WRITTEN EXERCISE =>
Reproduce the listing below character for character; drop every image.

PROVIDED RECORDS =>
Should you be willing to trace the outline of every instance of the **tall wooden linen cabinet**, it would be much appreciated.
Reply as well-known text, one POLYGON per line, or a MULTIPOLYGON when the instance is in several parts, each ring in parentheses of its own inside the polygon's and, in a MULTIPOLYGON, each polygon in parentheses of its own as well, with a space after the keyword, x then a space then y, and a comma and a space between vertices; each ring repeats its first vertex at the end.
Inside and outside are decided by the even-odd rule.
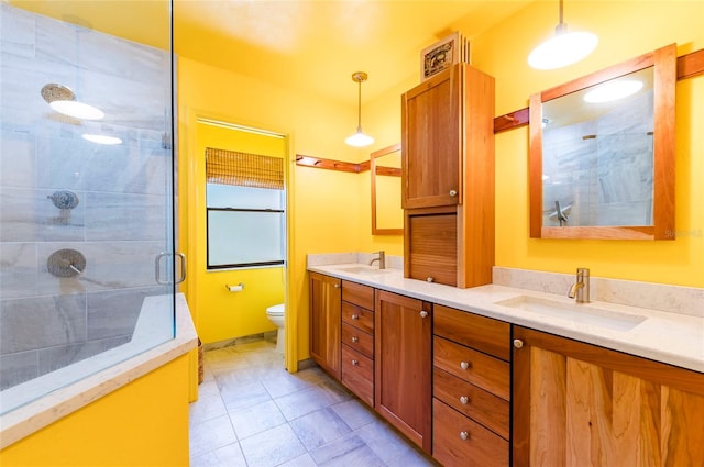
POLYGON ((494 78, 455 64, 402 96, 404 276, 492 281, 494 78))

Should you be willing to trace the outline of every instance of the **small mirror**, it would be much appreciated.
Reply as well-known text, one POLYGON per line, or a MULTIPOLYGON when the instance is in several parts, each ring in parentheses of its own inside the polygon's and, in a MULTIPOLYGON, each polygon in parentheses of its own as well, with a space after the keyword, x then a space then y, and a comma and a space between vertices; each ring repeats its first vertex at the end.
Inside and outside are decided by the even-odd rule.
POLYGON ((675 53, 531 97, 531 237, 674 238, 675 53))
POLYGON ((370 171, 372 174, 372 235, 403 235, 400 143, 372 153, 370 171))

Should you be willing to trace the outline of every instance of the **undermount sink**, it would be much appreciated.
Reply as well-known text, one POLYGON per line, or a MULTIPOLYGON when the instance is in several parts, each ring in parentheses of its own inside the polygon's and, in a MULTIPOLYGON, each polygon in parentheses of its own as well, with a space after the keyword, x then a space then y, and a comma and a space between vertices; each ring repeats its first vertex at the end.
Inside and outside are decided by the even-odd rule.
POLYGON ((361 275, 376 275, 391 273, 388 269, 377 269, 371 266, 352 266, 338 269, 340 273, 361 274, 361 275))
POLYGON ((630 331, 646 320, 646 316, 638 314, 605 310, 590 304, 562 303, 529 296, 518 296, 494 302, 494 304, 615 331, 630 331))

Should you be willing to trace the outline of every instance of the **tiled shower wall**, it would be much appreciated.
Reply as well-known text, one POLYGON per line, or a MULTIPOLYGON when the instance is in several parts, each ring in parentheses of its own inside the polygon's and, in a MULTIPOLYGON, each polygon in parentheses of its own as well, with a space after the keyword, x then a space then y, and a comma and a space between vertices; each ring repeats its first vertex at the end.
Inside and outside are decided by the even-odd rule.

WRITTEN ANSWER =>
Should you be willing to trace the outline of every instance of the **tall wooden linen cabinet**, it would be much appreciated.
Reply as well-known text, one POLYGON per line, or a MULTIPOLYGON when the instance is in several parts, each ring in parentheses of its own inside the polygon's and, in a MULTIPOLYGON, each polygon in parentheses of its own as well, with a space after the keyword, x then a space then y, and a comma and a space between vertices; each ring repeats its first vertex at the end.
Inside and outside are decided by the even-odd rule.
POLYGON ((494 78, 455 64, 402 96, 404 276, 492 281, 494 78))

Should you be willing to trace the outline of every instance of the **small mirror**, it would be much appreciated.
Reply as well-known text, one POLYGON per line, or a MULTIPOLYGON when the instance is in several parts, each ring in parentheses of its own inside the polygon's and, in a MULTIPOLYGON, each polygon in parentheses of its own as well, with a space after the keyword, x then a space then y, and a comma and a space between vertices; each ring repeats its first vertex at the end.
Inside and outside are decided by the even-odd rule.
POLYGON ((675 53, 531 97, 531 237, 674 238, 675 53))
POLYGON ((370 171, 372 174, 372 235, 403 235, 400 143, 372 153, 370 171))

Should you be willing to trace the outline of every instance of the **undermount sink**, it would be much appreciated.
Reply as well-known text, one POLYGON per line, or a MULTIPOLYGON when the instance is in several parts, each ring in parentheses of its own inside the polygon's and, in a MULTIPOLYGON, each polygon in parentheses of its own as well, with a space after the keyword, x then a space then y, and a comma and a space between vertices; each ring repeats its first vertex at the end.
Inside and outside are decided by the even-odd rule.
POLYGON ((361 275, 376 275, 391 273, 388 269, 377 269, 371 266, 352 266, 338 269, 340 273, 361 274, 361 275))
POLYGON ((630 331, 646 320, 646 316, 638 314, 605 310, 590 304, 562 303, 529 296, 518 296, 494 302, 494 304, 615 331, 630 331))

Should you be willing to trace the outline of every instance of the **tiled shower wall**, it would be much appreciated.
Reply as well-known text, one POLYGON per line, or a MULTIPOLYGON when the instance is in several parts, each ring in parentheses of its own inside the polygon's and, in a MULTIPOLYGON, each polygon in parentheses of its own as well, with a space after the keyword, x then a space then y, and a comma and a space between vertices; each ring repeats its first vertex at the end.
Inside and outside are decided by the even-odd rule.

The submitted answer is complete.